"Tidaklah politik yang merenggut karakter kita, melainkan bagaimana kita memilih untuk menjaga integritas di tengah pergulatan kekuasaan."
Negeri ini tidak sedang baik-baik saja. Bila ada sinyal kedaruratan dan krisis yang berturut-turut menggambarkan bahaya krisis yang semakin membahayakan dengan warna hijau, kuning, jingga, dan merah. Maka, warna merah tua adalah jawaban yang dirasakan lebih tepat.
Dalam panggung politik, karakter seringkali menjadi korban utama. Pendapat ini bukanlah sekadar wacana, namun sebuah fenomena yang terbukti berulang kali terjadi dalam sejarah umat manusia. Sejumlah tokoh terkemuka, seperti Kanselir Jerman Otto von Bismarck, telah mengungkapkan keprihatinan mereka tentang bagaimana politik dapat merusak karakter seseorang. Pernyataan Bismarck, "politics ruins the character", mencerminkan pengakuan akan realitas bahwa lingkungan politik yang keras dan korup dapat membentuk perilaku seseorang, bahkan mengubah karakter mereka secara fundamental.
Dalam panggung politik yang kian gelap ini, suara-suara mahasiswa yang tulus, keprihatinan para guru besar dan kampus, terdengar samar dan seakan menghilang. Terhisap oleh angin topan ambisi politik yang membutakan mata, mereka pun kalah bersuara.
Eksploitasi sumber daya alam, sebuah mantra yang terus bergema, semakin meluas, mengoyak-oyak alam yang semestinya menjadi penjaga keseimbangan hidup. Namun, sang matahari keadilan seakan tak jelas dan harap-harap cemas. Sementara yang lain bilang, sinar keadilan semakin pudar dan terbenam. Lalu, bayangan kegelapan semakin menutupi bumi yang terluka.

------------

Tugas 1>
Jawablah pertanyaan berikut berdasarkan teks tentang politik dan karakter.
(a) Warna apa yang dirasakan paling tepat untuk menggambarkan keadaan negeri ini?
(b) Siapa yang mengucapkan pernyataan "politics ruins the character"?
(c) Apa yang disebut sebagai mantra yang terus bergema?
Tugas 2>
Ringkaslah teks tentang politik dan karakter dalam dua kalimat.
Tugas 3>
Lanjutkan teks tentang politik dan karakter mulai dari kalimat terakhirnya.

Baris yang Diberikan>
------------

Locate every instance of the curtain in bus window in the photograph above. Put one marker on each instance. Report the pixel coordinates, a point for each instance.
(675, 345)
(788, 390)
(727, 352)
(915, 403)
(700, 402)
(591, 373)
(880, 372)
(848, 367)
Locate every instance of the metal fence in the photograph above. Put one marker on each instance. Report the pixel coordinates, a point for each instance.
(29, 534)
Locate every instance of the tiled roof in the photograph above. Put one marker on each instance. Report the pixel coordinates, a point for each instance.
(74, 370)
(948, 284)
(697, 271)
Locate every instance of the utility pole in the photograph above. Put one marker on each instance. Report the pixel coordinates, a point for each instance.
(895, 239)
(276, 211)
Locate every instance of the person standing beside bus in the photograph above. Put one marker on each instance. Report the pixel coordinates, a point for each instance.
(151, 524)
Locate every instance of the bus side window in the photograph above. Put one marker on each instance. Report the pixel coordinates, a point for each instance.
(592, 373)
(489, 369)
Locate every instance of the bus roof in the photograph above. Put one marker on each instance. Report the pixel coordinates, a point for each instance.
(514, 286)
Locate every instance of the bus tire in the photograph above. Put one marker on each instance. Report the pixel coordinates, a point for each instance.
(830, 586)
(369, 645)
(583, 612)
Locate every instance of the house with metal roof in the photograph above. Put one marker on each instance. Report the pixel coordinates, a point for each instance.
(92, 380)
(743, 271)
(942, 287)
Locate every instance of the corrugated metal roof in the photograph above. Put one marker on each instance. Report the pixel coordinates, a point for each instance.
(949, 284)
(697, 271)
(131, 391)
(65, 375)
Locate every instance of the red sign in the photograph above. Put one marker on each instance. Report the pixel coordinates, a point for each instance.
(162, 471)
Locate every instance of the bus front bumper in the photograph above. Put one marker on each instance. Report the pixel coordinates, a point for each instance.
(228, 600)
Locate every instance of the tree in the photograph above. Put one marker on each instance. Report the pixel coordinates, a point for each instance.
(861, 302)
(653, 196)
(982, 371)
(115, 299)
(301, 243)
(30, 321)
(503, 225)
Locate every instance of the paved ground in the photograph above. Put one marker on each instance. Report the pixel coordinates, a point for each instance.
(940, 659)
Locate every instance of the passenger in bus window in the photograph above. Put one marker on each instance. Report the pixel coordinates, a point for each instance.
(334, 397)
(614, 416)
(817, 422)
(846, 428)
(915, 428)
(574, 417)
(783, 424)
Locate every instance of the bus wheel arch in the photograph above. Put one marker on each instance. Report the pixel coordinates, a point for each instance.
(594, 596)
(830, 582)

------------

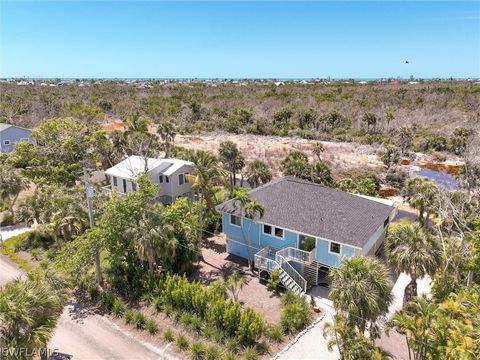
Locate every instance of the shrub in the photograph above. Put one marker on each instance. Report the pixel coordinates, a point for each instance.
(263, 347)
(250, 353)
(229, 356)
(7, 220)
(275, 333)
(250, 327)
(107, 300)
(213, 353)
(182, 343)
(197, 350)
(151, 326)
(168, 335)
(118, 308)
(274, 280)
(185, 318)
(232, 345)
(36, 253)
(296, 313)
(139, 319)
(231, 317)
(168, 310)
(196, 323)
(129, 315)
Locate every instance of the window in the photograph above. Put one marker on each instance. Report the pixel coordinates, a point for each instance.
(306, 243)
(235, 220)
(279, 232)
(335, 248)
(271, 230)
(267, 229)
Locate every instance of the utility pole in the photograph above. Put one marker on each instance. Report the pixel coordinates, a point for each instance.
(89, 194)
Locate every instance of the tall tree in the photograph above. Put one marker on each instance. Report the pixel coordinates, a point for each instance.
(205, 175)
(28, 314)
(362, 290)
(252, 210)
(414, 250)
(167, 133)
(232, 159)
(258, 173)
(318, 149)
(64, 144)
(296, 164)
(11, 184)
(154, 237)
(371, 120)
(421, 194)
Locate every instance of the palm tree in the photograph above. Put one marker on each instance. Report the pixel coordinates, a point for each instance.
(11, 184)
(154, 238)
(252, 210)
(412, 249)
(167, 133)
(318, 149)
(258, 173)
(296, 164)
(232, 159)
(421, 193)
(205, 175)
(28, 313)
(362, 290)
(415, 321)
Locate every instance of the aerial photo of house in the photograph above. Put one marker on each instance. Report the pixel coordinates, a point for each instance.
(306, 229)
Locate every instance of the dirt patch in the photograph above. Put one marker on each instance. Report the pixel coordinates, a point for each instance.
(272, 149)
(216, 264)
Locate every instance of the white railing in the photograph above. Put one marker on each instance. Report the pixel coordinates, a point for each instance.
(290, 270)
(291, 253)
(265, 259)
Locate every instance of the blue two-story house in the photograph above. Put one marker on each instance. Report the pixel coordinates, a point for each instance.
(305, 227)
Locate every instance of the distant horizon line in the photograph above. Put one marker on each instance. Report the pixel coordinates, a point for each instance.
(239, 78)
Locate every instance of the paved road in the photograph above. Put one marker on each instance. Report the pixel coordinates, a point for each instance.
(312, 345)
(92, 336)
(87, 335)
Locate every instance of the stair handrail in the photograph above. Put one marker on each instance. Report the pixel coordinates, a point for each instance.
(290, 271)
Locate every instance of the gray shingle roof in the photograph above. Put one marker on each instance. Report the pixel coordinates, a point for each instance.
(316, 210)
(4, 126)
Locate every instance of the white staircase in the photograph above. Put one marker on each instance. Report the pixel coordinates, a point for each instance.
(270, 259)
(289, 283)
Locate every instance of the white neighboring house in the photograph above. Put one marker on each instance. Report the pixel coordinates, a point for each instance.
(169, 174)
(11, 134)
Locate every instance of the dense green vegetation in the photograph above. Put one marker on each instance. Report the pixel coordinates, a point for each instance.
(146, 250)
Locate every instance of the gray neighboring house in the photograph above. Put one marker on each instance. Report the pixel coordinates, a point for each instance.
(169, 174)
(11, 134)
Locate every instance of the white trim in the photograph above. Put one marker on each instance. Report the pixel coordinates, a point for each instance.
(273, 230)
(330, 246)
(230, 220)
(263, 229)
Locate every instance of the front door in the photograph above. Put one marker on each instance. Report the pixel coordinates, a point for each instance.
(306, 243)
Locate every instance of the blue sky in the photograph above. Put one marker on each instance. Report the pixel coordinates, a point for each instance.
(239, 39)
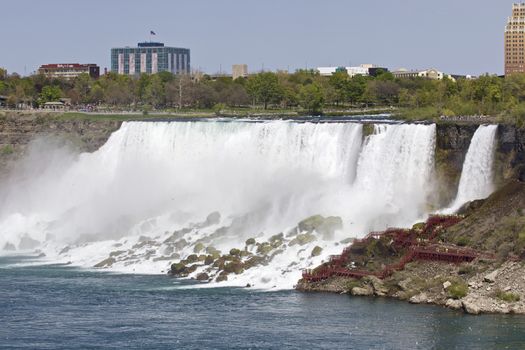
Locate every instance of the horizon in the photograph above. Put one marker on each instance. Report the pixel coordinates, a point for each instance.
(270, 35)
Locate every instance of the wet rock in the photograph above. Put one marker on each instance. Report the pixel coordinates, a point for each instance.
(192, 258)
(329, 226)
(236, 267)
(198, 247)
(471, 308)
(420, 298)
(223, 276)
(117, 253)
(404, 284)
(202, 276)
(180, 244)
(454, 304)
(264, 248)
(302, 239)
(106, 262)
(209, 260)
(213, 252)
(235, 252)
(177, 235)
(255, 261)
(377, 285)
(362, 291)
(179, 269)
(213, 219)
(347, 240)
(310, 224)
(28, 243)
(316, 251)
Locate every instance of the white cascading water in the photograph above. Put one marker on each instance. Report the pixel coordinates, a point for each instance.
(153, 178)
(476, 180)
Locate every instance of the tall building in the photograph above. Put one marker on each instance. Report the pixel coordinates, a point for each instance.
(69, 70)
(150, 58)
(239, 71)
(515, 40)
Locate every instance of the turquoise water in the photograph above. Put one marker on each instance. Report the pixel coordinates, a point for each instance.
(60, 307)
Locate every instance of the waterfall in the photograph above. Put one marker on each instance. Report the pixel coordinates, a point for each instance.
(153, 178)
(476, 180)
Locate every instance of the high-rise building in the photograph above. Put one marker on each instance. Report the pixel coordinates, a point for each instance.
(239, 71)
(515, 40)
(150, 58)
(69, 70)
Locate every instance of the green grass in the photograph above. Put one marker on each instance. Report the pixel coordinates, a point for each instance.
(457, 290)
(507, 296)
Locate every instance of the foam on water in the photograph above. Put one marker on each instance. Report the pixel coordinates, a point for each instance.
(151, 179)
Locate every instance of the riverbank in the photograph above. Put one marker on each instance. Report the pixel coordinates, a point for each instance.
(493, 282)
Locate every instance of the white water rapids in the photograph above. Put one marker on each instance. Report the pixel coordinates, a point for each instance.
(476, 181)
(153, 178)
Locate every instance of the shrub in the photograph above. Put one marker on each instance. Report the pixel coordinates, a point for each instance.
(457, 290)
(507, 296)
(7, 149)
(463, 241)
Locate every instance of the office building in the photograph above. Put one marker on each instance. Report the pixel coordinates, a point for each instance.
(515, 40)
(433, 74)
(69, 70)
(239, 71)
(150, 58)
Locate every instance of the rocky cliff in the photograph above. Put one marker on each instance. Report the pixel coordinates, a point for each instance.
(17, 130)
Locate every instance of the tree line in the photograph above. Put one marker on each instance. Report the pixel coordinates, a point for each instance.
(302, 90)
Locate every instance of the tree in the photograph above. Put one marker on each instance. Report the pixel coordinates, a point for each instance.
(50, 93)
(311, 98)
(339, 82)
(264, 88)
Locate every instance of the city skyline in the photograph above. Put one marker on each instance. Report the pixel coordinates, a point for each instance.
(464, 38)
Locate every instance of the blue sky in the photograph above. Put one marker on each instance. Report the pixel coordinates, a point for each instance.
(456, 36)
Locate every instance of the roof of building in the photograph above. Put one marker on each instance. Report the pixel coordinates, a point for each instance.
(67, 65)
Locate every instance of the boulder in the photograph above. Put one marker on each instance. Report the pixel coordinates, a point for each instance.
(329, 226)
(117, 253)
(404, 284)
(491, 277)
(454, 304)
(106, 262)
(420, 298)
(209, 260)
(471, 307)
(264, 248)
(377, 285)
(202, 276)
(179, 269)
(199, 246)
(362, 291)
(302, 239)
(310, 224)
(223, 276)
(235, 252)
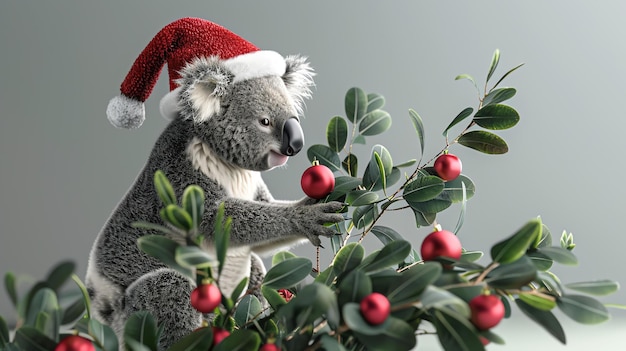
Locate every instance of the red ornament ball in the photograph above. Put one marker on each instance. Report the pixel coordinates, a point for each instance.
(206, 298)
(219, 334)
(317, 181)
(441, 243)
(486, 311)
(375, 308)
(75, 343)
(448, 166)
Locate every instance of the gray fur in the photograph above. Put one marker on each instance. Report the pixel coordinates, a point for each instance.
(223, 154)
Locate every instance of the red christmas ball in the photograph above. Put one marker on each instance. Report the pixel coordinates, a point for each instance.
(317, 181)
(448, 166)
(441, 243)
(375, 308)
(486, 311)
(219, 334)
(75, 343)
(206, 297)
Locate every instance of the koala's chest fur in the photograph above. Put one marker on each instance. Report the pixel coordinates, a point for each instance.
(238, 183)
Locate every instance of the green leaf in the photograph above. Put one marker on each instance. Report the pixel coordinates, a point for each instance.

------------

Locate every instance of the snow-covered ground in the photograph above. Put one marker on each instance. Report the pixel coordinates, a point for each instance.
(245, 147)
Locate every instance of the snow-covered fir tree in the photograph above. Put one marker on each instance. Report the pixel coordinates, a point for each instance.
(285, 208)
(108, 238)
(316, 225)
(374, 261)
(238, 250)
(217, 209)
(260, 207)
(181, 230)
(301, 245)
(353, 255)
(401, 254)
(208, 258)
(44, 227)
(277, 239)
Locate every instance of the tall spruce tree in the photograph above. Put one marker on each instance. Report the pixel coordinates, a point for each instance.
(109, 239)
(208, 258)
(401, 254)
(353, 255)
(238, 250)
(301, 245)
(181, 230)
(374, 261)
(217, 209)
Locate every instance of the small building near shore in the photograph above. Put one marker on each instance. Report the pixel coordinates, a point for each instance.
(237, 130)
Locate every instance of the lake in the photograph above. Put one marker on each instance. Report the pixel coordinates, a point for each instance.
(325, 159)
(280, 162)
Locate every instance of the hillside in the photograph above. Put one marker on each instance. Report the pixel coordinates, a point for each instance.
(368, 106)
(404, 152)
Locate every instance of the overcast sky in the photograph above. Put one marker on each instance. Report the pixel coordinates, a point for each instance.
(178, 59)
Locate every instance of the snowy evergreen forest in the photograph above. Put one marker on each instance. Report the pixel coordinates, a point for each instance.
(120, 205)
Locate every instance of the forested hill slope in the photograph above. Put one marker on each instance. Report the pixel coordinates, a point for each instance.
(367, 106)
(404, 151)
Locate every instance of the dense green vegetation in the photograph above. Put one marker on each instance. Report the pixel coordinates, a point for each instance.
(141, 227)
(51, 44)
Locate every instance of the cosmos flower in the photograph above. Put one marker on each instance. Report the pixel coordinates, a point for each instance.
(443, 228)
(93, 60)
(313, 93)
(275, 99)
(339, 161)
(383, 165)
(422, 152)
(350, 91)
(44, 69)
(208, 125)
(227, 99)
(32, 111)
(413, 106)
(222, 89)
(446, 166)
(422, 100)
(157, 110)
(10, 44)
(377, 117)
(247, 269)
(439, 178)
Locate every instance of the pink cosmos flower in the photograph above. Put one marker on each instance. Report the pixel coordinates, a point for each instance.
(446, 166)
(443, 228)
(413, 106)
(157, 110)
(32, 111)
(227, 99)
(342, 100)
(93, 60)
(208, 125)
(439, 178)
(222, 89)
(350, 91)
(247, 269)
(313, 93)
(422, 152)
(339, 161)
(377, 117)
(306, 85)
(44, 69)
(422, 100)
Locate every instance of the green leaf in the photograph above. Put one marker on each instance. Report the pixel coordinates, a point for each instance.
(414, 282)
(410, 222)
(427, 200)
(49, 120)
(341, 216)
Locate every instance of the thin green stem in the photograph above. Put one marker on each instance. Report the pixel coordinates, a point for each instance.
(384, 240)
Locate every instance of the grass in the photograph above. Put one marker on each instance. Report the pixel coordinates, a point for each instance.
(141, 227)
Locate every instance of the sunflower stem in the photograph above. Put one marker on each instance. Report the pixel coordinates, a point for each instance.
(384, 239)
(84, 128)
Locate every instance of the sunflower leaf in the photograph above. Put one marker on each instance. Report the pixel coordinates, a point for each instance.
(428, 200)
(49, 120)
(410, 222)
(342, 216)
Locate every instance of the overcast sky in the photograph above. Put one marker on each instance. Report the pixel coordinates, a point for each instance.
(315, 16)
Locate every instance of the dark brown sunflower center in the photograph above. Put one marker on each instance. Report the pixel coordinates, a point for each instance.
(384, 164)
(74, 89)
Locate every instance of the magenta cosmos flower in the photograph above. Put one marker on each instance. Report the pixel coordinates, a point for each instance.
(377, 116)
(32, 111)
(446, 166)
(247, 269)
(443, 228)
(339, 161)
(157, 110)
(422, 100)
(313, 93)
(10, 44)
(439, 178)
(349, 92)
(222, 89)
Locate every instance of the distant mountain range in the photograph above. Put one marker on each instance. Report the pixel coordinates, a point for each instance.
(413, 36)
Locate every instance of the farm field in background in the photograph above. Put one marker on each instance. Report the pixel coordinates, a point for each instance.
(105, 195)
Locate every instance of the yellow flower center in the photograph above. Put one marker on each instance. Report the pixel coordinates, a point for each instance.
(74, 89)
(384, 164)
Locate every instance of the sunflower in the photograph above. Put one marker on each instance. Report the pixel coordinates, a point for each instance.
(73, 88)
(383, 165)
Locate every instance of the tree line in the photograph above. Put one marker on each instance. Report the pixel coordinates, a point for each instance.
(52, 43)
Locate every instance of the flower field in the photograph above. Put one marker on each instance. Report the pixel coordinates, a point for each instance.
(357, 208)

------------

Jawaban Tertulis 1>
(a) Merah tua.
(b) Kanselir Jerman Otto von Bismarck.
(c) Eksploitasi sumber daya alam.

Jawaban Tertulis 2>
Negeri ini tidak sedang baik-baik saja, dan krisisnya paling tepat digambarkan dengan warna merah tua, sementara di panggung politik karakter sering menjadi korban utama. Suara mahasiswa dan keprihatinan para guru besar terdengar samar, eksploitasi sumber daya alam semakin meluas, dan sinar keadilan disebut semakin pudar.

Jawaban Tertulis 3>
Lembaga tinggi negara, sekumpulan pelindung hukum dan moralitas, kini terdiam. Terluka dan lumpuh oleh serangan virus politik yang tak berbelas kasihan. Negara hukum yang pernah dijunjung tinggi, kini terperangkap dalam belenggu kekuasaan yang mengintimidasi. Keadilan terinjak-injak, hak asasi manusia hanya retorika dalam ucap kekuasaan yang memaksa.
Rakyat menjerit, bukan karena kesenangan, melainkan karena ekonomi yang semakin sulit dan melilit. Mata pencaharian yang semestinya menjanjikan masa depan, kini menjadi jerat yang menghimpit nyawa. Mereka tercekik oleh angka-angka statistik yang tak berbelas kasihan, dipertaruhkan oleh kebijakan yang hanya mementingkan diri sendiri.
Bumi pun seakan memberi tanda dengan marah dan meronta. Banjir, longsor, angin dahsyat puting beliung dan gempa, berebut berunjuk rasa. Bumi tak menerima praktik kejahatan, rekayasa, korupsi dan kecurangan tersebar di atas hamparan tanah air yang suci dan mulia.
Tak heran, pemimpin yang dulu nampak sederhana dan peduli, karena nafsu syahwat dari sistem politik yang tak sehat, bisa berubah dramatis. Ia bisa menjelma jadi pembohong, culas, dan tak tahu malu. Bahkan menjadi monster yang menghirup kejujuran dan moralitas, meninggalkan kehancuran sebagai jejaknya. Kejahatan yang terstruktur, sistemik dan masif tengah terjadi, dan celakanya terus berulang.
Gejala awal yang menunjukkan adanya ancaman terhadap karakter seseorang pemimpin harus diwaspadai. Ketidakjujuran, perubahan nilai, penurunan empati, dan isolasi dari nilai-nilai moral adalah tanda-tanda yang patut diperhatikan. Segera identifikasi dan atasi gejala-gejala penting ini untuk mencegah politik merenggut karakter seseorang lebih jauh.
Kata para ahli, penyebab politik merenggut karakter bisa bervariasi. Mulai dari tekanan kekuasaan hingga ambisi politik yang berlebihan. Kekuasaan yang besar dapat menjadi pemicu perilaku yang tidak etis, sementara korupsi sistemik dan tuntutan kinerja yang tinggi juga bisa memainkan peran dalam merusak integritas seseorang.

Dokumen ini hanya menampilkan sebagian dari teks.